Re: [PATCH v2] pinctrl: add a generic pin config interface

[Linus Walleij]

On Fri, Nov 18, 2011 at 11:32 PM, Stephen Warren <swarren@xxxxxxxxxx> wrote:
> Linus Walleij wrote at Thursday, November 17, 2011 6:26 AM:

> The primary thing I want to understand is this:
>
> Assuming we did remove the "public" pin_config APIs, what's the problem
> that having a defined enum pin_config_param is solving?
>
> If drivers are deciding what config params and values to set, then I do
> see the need for standardized naming; drivers need to be generic across
> SoCs.
>
> However, if there is no driver-facing config API, then the data flow is:
>
> * (SoC-specific) board file (or device-tree) provides some data to the
> pinctrl core.
>
> * At some appropriate time, pinmux core passes that data to the pinctrl
> driver.
>
> I assert that:
>
> * The pinctrl core need not use, understand, or modify the provided data
> in any way.
>
> * The data only needs to make sense the SoC-specific pinctrl driver that's
> used on the board that originally passed the data to the pinctrl core.
>
> Assuming all that, I see no value in an abstraction; there's no problem
> to solve, since no part of the code that handles the values ever has to
> both interpret those values and be generic across multiple SoCs.

Yes that is true if the problem space is only to pass driver-specific
information to specific drivers. I.e. if the subsystem shall be
only some mediator and mechanics with no deeper knowledge
about what't going on. But I don't see things that way, this is not
an extended drivers/base/* for me, but a subsystem that should
know what it is doing.

Thinking about it I think the reason I feel so strongly for this is
more about understanding the abstractions from the outside.
Say I am a pinmux author for TI and I learned a set of pin config
options and how to use them, then I need to go over and fix up
some stuff in the S3C driver as part of some refactoring or so.

If we have a common well-defined terminology, you will
understand the code in the other driver quickly, say you
know what PIN_CONFIG_BIAS_HIGH_IMPEDANCE means.
If one driver calls the same thing TI_OMAP_HIGHZ_CONF
and the other calls it S3C_TRISTATE_SETUP that
becomes a burden to understand all differences. And as
a subsystem maintainer I *have* to understand and be
able to patch around in all drivers. Without common
terminology I will easily find myself not understanding the
different implementations. I will only know that "it's doing
some magic on pin X".

[Rows from a data source]
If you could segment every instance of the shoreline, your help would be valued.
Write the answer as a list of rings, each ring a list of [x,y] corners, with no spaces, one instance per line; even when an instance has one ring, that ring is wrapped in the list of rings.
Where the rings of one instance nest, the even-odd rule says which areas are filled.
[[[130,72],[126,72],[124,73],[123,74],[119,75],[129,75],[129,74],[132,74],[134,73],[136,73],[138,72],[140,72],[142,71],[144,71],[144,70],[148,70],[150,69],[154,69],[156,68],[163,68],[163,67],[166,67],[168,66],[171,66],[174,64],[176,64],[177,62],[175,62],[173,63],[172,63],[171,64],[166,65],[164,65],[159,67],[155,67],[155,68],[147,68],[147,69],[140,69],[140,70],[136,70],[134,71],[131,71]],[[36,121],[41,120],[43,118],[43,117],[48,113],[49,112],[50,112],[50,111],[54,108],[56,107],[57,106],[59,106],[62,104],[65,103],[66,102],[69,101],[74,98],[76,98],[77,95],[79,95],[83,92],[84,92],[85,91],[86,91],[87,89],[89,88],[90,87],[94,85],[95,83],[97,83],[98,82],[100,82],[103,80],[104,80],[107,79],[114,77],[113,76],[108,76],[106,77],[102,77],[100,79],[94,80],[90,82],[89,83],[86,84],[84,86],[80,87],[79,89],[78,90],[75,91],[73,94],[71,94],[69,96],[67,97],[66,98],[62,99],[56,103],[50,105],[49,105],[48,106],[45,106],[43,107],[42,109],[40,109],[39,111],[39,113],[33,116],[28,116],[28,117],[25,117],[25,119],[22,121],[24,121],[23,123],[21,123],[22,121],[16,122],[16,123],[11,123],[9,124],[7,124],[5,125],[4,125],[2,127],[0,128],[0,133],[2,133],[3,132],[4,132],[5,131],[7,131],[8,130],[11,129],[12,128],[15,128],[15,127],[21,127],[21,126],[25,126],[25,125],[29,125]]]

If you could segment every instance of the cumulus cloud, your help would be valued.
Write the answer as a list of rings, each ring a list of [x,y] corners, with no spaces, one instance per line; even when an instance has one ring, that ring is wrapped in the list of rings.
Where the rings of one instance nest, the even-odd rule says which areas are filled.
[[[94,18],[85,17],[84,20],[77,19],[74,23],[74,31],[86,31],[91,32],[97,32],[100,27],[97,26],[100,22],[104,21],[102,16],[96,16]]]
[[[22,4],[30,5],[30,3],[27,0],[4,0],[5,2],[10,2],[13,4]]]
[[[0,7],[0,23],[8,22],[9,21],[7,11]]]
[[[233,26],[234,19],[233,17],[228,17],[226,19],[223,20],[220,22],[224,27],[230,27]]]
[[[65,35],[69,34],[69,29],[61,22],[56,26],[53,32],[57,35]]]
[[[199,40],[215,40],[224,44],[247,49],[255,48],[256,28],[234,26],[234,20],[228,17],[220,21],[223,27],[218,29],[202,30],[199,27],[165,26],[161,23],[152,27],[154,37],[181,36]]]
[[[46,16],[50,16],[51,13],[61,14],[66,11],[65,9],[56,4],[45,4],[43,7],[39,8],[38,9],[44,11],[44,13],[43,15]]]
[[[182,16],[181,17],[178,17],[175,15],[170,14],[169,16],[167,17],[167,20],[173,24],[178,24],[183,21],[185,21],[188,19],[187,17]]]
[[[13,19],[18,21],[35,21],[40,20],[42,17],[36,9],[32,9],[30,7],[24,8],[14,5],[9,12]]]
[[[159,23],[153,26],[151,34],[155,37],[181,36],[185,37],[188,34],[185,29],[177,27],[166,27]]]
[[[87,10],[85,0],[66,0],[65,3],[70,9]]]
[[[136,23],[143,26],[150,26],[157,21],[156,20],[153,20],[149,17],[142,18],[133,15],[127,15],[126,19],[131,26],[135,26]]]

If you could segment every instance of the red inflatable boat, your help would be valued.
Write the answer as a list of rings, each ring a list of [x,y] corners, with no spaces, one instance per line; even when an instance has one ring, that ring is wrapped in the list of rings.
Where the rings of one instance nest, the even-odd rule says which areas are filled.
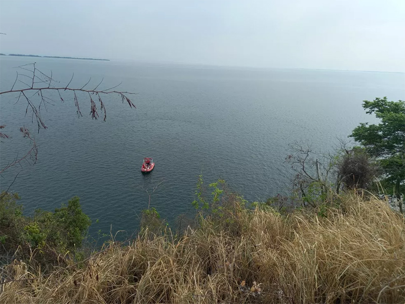
[[[155,167],[155,163],[153,160],[149,157],[145,157],[143,159],[143,164],[141,168],[141,171],[143,172],[150,172]]]

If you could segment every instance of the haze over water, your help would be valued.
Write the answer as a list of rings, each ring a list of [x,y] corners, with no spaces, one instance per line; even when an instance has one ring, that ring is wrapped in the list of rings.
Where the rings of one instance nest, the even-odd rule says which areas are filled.
[[[48,127],[35,134],[26,103],[2,95],[1,124],[11,135],[0,146],[2,167],[28,148],[19,127],[33,131],[38,143],[36,165],[14,168],[0,177],[5,190],[18,192],[29,213],[53,210],[72,197],[80,198],[93,221],[93,235],[139,223],[138,215],[151,206],[173,220],[190,209],[198,175],[207,183],[218,177],[250,202],[285,193],[291,172],[283,163],[289,143],[311,142],[315,149],[333,148],[370,116],[364,99],[405,99],[405,74],[306,69],[249,69],[2,56],[1,90],[11,88],[16,67],[36,62],[43,71],[71,87],[89,77],[104,89],[122,82],[120,90],[136,92],[137,109],[119,98],[103,98],[107,121],[89,116],[88,96],[78,95],[83,117],[77,118],[72,95],[42,109]],[[98,108],[99,107],[97,105]],[[100,112],[99,112],[100,113]],[[100,116],[101,116],[100,115]],[[142,159],[153,157],[153,171],[140,172]],[[99,219],[99,222],[96,223]]]

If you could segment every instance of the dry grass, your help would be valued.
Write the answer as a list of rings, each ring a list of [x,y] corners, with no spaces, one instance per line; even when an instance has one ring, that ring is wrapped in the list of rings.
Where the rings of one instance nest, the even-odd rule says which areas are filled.
[[[0,302],[403,303],[403,217],[377,199],[342,201],[325,217],[236,208],[175,241],[146,232],[81,268],[0,285]],[[8,267],[15,280],[40,275],[23,262]],[[251,290],[254,281],[261,291]]]

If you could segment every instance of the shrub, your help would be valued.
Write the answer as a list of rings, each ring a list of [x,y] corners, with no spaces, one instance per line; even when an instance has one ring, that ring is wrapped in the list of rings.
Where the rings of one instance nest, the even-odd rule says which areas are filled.
[[[340,179],[349,189],[367,189],[377,174],[377,167],[364,148],[354,147],[338,164]]]

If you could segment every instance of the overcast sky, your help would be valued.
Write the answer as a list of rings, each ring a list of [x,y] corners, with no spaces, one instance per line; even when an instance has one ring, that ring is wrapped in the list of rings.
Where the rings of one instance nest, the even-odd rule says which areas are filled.
[[[405,0],[0,0],[0,52],[405,71]]]

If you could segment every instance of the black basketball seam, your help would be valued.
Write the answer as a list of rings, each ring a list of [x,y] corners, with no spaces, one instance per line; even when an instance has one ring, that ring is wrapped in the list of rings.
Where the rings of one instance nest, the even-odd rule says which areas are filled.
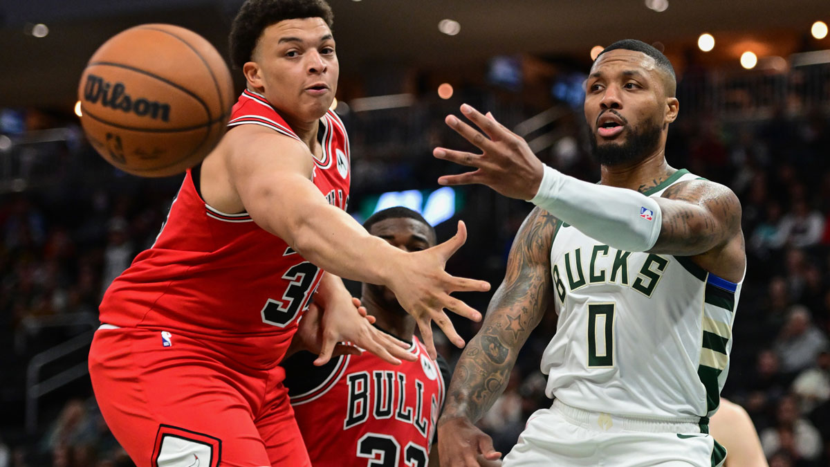
[[[89,116],[90,118],[96,120],[101,123],[109,125],[110,126],[112,126],[114,128],[120,128],[121,130],[129,130],[130,131],[144,131],[146,133],[177,133],[178,131],[190,131],[192,130],[198,130],[203,126],[211,126],[212,125],[214,125],[216,123],[222,123],[225,120],[225,116],[227,115],[227,112],[223,113],[222,115],[219,116],[219,118],[217,118],[216,120],[206,121],[203,124],[195,125],[193,126],[180,126],[177,128],[144,128],[141,126],[127,126],[125,125],[119,125],[117,123],[111,122],[108,120],[105,120],[90,112],[89,109],[84,106],[83,102],[81,102],[81,115]]]
[[[177,160],[170,162],[169,164],[167,164],[166,165],[154,165],[154,166],[148,168],[148,169],[137,169],[137,168],[131,167],[131,166],[129,166],[129,165],[126,165],[126,164],[118,163],[118,162],[115,162],[115,160],[113,161],[113,163],[116,166],[118,166],[119,169],[124,170],[126,172],[129,172],[129,171],[132,171],[132,172],[150,172],[150,171],[154,171],[154,170],[160,170],[162,169],[167,169],[168,167],[172,167],[173,165],[175,165],[182,162],[183,160],[185,160],[190,158],[190,156],[192,156],[194,154],[196,154],[197,152],[198,152],[198,150],[202,146],[203,146],[206,142],[208,142],[208,140],[209,140],[209,137],[210,137],[211,134],[213,132],[212,126],[214,125],[217,124],[217,123],[219,123],[219,124],[222,123],[222,120],[224,120],[224,114],[222,114],[222,116],[220,118],[218,118],[217,120],[214,120],[213,121],[210,121],[210,122],[205,123],[203,125],[197,125],[197,126],[190,126],[190,127],[187,127],[187,128],[179,128],[179,129],[176,129],[176,130],[164,130],[164,129],[152,130],[152,129],[146,129],[146,128],[134,128],[134,127],[131,127],[131,126],[124,126],[124,125],[117,125],[117,124],[115,124],[115,123],[110,123],[110,122],[109,122],[109,121],[107,121],[107,120],[102,119],[102,118],[95,116],[95,114],[91,114],[88,111],[85,111],[83,104],[81,104],[81,112],[82,115],[89,116],[92,120],[98,120],[98,121],[100,121],[101,123],[104,123],[105,125],[109,125],[115,127],[115,128],[120,128],[122,130],[129,130],[131,131],[147,131],[147,132],[153,132],[153,133],[173,133],[173,132],[179,132],[179,131],[193,131],[194,130],[199,130],[200,128],[207,128],[208,129],[208,132],[205,134],[205,136],[202,139],[202,140],[198,145],[196,145],[196,147],[193,150],[191,150],[190,152],[187,153],[185,155],[182,156],[181,158],[177,159]],[[127,170],[126,169],[129,169],[129,170]]]
[[[142,27],[139,27],[139,29],[149,29],[151,31],[158,31],[159,32],[164,32],[165,34],[169,34],[170,36],[173,36],[173,37],[175,37],[175,38],[178,39],[179,41],[181,41],[182,42],[183,42],[184,45],[186,45],[188,47],[190,47],[190,50],[193,51],[193,53],[196,54],[196,57],[199,57],[199,60],[201,60],[202,63],[204,64],[205,68],[208,69],[208,72],[210,73],[210,77],[211,77],[212,80],[213,80],[213,86],[216,88],[216,95],[219,96],[219,106],[222,109],[225,108],[225,100],[222,99],[222,90],[219,89],[219,81],[217,81],[216,76],[213,75],[213,70],[210,67],[209,65],[208,65],[208,61],[205,60],[203,57],[202,57],[202,54],[200,54],[198,52],[198,51],[197,51],[196,48],[193,47],[193,46],[190,45],[190,42],[185,41],[183,38],[177,36],[176,34],[173,34],[173,32],[170,32],[169,31],[165,31],[164,29],[159,29],[158,27],[149,27],[149,26],[142,26]],[[194,32],[194,34],[195,34],[195,32]],[[222,59],[222,56],[219,56],[219,57],[220,57],[220,59]],[[222,60],[222,64],[225,64],[225,61],[224,60]],[[227,65],[225,65],[225,66],[227,66]],[[210,120],[210,113],[208,114],[208,120]]]
[[[127,70],[130,70],[130,71],[135,71],[137,73],[141,73],[143,75],[147,75],[148,76],[149,76],[151,78],[155,78],[155,79],[157,79],[157,80],[159,80],[159,81],[162,81],[164,83],[168,84],[168,85],[172,86],[173,87],[175,87],[176,89],[181,91],[182,92],[184,92],[185,94],[188,94],[188,96],[190,96],[191,97],[193,97],[193,99],[195,99],[199,104],[202,105],[203,107],[204,107],[205,113],[208,114],[208,120],[211,120],[211,118],[210,118],[210,109],[208,107],[208,104],[206,104],[205,101],[203,101],[201,97],[199,97],[198,96],[196,96],[195,94],[193,94],[193,92],[191,92],[191,91],[189,89],[188,89],[186,87],[178,86],[178,84],[171,81],[170,80],[168,80],[167,78],[163,78],[163,77],[159,76],[159,75],[156,75],[154,73],[150,73],[149,71],[148,71],[146,70],[142,70],[141,68],[136,68],[135,66],[131,66],[129,65],[124,65],[123,63],[115,63],[113,61],[93,61],[93,62],[89,63],[86,66],[86,68],[84,69],[84,71],[85,71],[90,66],[100,66],[100,65],[103,65],[103,66],[115,66],[117,68],[125,68]]]

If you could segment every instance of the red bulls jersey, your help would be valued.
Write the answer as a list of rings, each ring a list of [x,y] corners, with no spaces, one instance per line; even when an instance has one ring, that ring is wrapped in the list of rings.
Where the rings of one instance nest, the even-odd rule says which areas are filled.
[[[232,131],[260,125],[299,140],[265,98],[248,91],[233,106],[228,125]],[[344,209],[349,140],[334,112],[320,119],[318,139],[323,157],[315,160],[312,181],[330,204]],[[100,321],[169,332],[173,346],[177,332],[198,337],[228,347],[247,365],[273,366],[284,356],[322,271],[247,213],[222,213],[205,203],[193,170],[188,170],[154,244],[107,289]]]
[[[449,369],[417,338],[410,351],[417,359],[398,366],[365,351],[322,367],[305,351],[281,363],[315,467],[427,465]]]

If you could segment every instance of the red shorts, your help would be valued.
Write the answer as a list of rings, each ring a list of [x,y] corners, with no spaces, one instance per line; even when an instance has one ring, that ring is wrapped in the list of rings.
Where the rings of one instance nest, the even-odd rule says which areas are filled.
[[[136,328],[98,330],[89,365],[104,420],[138,467],[311,465],[281,366]]]

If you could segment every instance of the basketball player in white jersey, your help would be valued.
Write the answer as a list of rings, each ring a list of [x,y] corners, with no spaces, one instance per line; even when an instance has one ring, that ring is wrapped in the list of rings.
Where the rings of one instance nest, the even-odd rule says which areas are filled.
[[[677,117],[671,64],[639,41],[606,47],[584,111],[598,184],[544,165],[524,140],[469,106],[447,123],[481,154],[434,155],[476,168],[439,179],[480,183],[537,208],[516,235],[481,331],[456,366],[438,423],[442,467],[496,459],[473,423],[503,391],[520,348],[552,305],[547,394],[505,466],[710,466],[708,434],[729,371],[746,258],[728,188],[665,157]]]

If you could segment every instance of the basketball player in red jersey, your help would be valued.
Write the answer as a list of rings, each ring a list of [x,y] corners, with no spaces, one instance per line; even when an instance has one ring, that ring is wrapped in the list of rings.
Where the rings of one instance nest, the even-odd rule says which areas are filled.
[[[408,355],[358,314],[338,275],[387,285],[433,355],[431,321],[463,344],[442,308],[481,317],[449,293],[488,284],[443,270],[462,224],[450,241],[407,253],[343,210],[349,152],[328,111],[339,71],[331,19],[323,0],[242,7],[231,48],[247,85],[231,129],[188,170],[153,247],[104,297],[90,376],[139,466],[308,465],[277,363],[315,291],[325,310],[316,363],[340,340],[390,361]]]
[[[435,230],[415,211],[390,208],[364,227],[403,251],[435,245]],[[394,366],[369,353],[344,355],[313,366],[313,354],[298,352],[283,361],[295,417],[315,467],[383,465],[423,467],[429,459],[435,423],[443,406],[450,370],[440,356],[429,358],[414,336],[415,320],[383,286],[364,283],[361,300],[375,326],[410,342],[417,358]],[[436,457],[437,458],[437,457]]]

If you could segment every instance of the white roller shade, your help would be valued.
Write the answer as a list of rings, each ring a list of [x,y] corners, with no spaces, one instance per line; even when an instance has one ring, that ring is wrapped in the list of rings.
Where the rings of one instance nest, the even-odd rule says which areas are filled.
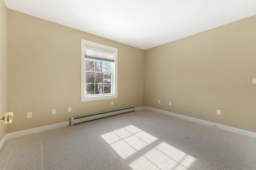
[[[85,46],[85,57],[88,59],[98,59],[106,61],[114,62],[114,53],[101,49]]]

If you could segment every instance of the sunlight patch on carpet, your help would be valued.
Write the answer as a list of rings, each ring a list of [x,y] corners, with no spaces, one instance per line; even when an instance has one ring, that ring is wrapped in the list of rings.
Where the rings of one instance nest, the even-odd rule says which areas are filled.
[[[123,159],[134,158],[132,156],[138,151],[146,149],[143,155],[134,158],[134,160],[129,164],[134,170],[142,167],[143,169],[146,167],[146,169],[189,169],[196,160],[164,142],[160,141],[161,143],[155,147],[151,146],[153,143],[159,140],[132,125],[101,137]]]

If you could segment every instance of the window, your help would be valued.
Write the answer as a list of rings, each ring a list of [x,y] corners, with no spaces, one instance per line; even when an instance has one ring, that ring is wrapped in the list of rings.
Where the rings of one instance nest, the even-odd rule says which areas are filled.
[[[117,98],[117,49],[81,39],[81,100]]]

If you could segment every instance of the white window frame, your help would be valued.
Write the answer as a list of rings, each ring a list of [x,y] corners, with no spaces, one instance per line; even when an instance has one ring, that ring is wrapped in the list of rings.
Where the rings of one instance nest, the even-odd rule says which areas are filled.
[[[85,94],[85,46],[101,49],[114,52],[114,63],[111,63],[113,71],[111,77],[112,93],[110,94],[100,94],[100,95],[86,96]],[[81,39],[81,101],[86,102],[93,100],[102,100],[117,98],[117,49],[84,39]],[[95,60],[98,59],[95,59]]]

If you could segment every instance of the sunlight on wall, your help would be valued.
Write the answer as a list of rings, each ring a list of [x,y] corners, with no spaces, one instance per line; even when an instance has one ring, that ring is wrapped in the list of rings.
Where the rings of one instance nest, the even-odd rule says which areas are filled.
[[[134,160],[129,164],[134,170],[188,169],[196,160],[194,158],[132,125],[101,137],[123,159]],[[157,144],[153,145],[156,142],[159,144],[156,146]],[[144,152],[138,156],[136,155],[137,157],[133,157],[139,151]]]

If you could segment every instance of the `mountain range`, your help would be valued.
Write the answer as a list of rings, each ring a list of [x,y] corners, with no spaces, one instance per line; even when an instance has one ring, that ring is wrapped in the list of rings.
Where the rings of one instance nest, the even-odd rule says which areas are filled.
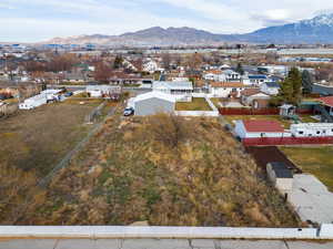
[[[101,45],[218,45],[224,42],[312,44],[333,43],[333,13],[295,23],[269,27],[245,34],[215,34],[192,28],[153,27],[121,35],[54,38],[44,43]]]

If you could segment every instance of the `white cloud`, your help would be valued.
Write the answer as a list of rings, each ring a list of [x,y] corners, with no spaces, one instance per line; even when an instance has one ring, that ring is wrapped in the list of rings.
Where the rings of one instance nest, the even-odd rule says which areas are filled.
[[[159,4],[163,10],[157,13],[152,6],[158,8]],[[30,7],[29,11],[22,10],[24,7]],[[85,33],[120,34],[153,25],[188,25],[216,33],[243,33],[271,24],[309,19],[323,7],[333,9],[333,1],[1,0],[0,17],[9,9],[17,14],[9,19],[2,15],[0,21],[3,40],[40,40]],[[40,17],[34,14],[33,8],[52,14]],[[173,18],[174,14],[169,13],[174,10],[184,14]]]

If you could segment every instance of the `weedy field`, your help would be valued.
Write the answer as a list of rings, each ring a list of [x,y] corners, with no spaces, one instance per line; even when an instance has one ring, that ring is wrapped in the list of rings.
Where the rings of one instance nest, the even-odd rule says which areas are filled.
[[[115,115],[17,224],[299,226],[258,170],[216,120]]]
[[[38,212],[44,196],[38,181],[84,137],[84,116],[95,106],[49,104],[0,120],[0,224]]]
[[[0,165],[49,173],[89,129],[84,116],[98,104],[49,104],[0,121]]]

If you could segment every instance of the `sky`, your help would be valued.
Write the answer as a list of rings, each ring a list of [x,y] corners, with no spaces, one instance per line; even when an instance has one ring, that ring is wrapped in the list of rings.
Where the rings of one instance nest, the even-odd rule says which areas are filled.
[[[0,42],[151,27],[245,33],[333,10],[333,0],[0,0]]]

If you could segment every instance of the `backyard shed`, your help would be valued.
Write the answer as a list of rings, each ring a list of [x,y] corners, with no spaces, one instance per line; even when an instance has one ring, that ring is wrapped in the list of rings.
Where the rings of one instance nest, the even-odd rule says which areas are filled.
[[[283,137],[284,128],[278,121],[238,121],[234,129],[238,137]]]
[[[289,169],[284,163],[274,162],[269,163],[266,166],[266,173],[272,184],[285,195],[293,189],[293,173]]]
[[[154,115],[157,113],[173,113],[175,97],[161,92],[149,92],[135,97],[134,113],[138,116]]]

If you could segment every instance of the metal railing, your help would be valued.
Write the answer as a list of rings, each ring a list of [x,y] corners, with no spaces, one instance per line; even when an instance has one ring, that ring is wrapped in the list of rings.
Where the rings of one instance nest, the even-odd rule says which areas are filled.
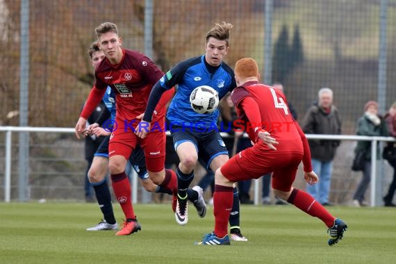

Required tasks:
A – In the rows, rewrite the stretch from the line containing "If you could segment every instance of the dry" through the line containing "[[[405,0],[0,0],[0,52],[405,71]]]", swapping "shrub" for "bush" and leaving everything else unchanged.
B – Extend the reply about the generic pin config interface, picking up after its last sentence.
The text and the rows were taken from separate, unrelated sources.

Answers by task:
A –
If you could segment every instance of the dry grass, your help would be valued.
Write the answer as a list of rings, each ring a list of [x,y] corners, with no spaces, one instance per line; even when an instance has one ring, that ring is wrapped in the list of rings.
Where the rings of one instance nest, the even-odd rule says which areas are filled.
[[[0,302],[403,303],[403,217],[377,199],[342,201],[325,217],[236,208],[175,241],[146,232],[81,268],[0,285]],[[8,267],[15,280],[40,275],[23,262]],[[251,290],[254,281],[261,291]]]

If you could segment every instance of the bush, your help would be valued.
Write the answer as a list of rings, each ring a list of [x,y] corners, with no spaces, one instance per line; even when an instance has one ring, that ring is wrapped in the list of rings.
Where the rings of one instance nest, the even-odd rule says which areas are filled.
[[[340,179],[349,189],[367,189],[377,174],[377,167],[364,148],[354,147],[338,164]]]

If you could segment every instance of the overcast sky, your help would be valued.
Write the answer as a list of rings, each ring a list of [x,y] corners, with no spaces, one instance per line; even when an instance has one ring, that ring is wrapped in the list of rings.
Where the rings of one instance nest, the even-odd rule says which areas are filled.
[[[405,0],[0,0],[0,52],[405,71]]]

B –
So basically it has a value for code maintenance. I also
want to encode some specific electronic attributes to each
state to achieve some correspondance with the thing that
would appear in textbooks about this kind of stuff.

So it in some way is a construction of a common language
for this subsystem and then the reason is the same as
for why I don't write all code comments in Swedish - I
need others to understand it.

I made a similar comment on the devicetree list some days
ago - I am not aware of the ambitions or ideas behind
DT, but if the things inside some specific dts file is
supposed to be generally understood we cannot just have
a bunch of custom values for everything. The DTS file
may also need to see outside maintenance, all custom
content won't work IMO. Defining pin configs in the DTS
file using these enumerators make them more
understandable to any developer as I see it.

As I read some of the paragraphs below I see the push to
route around all-custom configuration values as stemming
partly from lacking documentation, and I do not think it is
proper to design an entire subsystem as per the principle
"we don't really know what we're doing here", as if I am
randomly poking in some values in some register because
some other guy told me they should have that value. I don't
see other subsystems designed very much like that.

For the U300 and Nomadik controllers I think I pretty much
know what the supported values are, so these enumerators
will be useful across these two machines at least.

> Logically, pull-up is one thing you can control, and pull-down is another.
> As such, they should have different PIN_CONFIG values, and each have their
> own Boolean value.

Yes and they will be controllable each, what I'm after here is
whether the core should allow both to be set at the same
time, since it knows this is generally a bad idea. So I mean
the core should understand what it is doing, not just respond
to configuration requests and leave all understanding to the
individual drivers.

I would compare to how the regulator subsystem infers the
allowed voltage range for a certain regulator from the
regulator, rail and list of consumer supply limits. It has
understanding of the voltages it tries to set.

> HIGH_IMPEDANCE isn't really a bias option, it's a lack of a drive option.

Hm, do you mean that PIN_CONFIG_BIAS_DISABLE
and PIN_CONFIG_BIAS_HIGH_IMPEDANCE should be merged
into one option?

>> OK the day someone needs to do this it can be refactored,
>> I don't think this needs to be part of the upfront design.
>> At that point drivers/staging/iio/adc will probably be available
>> in drivers/* and it can be modelled using the proper abstraction
>> for these registers anyway.
>
> One potential issue here; this will make it more difficult to create a
> device-tree binding, since the binding needs to be a fixed ABI, whereas
> if we were just talking about an in-kernel structure, we could modify it
> all we want without as much backwards compatibility.

But that must apply to *any* subsystem which wants to change the
way configuration in which data is to be passed in, not unique to
pin control really? Is DT only for things that have fixed ABI?
Since this is a kernel-internal API I smell a violation of
Documentation/stable_api_nonsense.txt ...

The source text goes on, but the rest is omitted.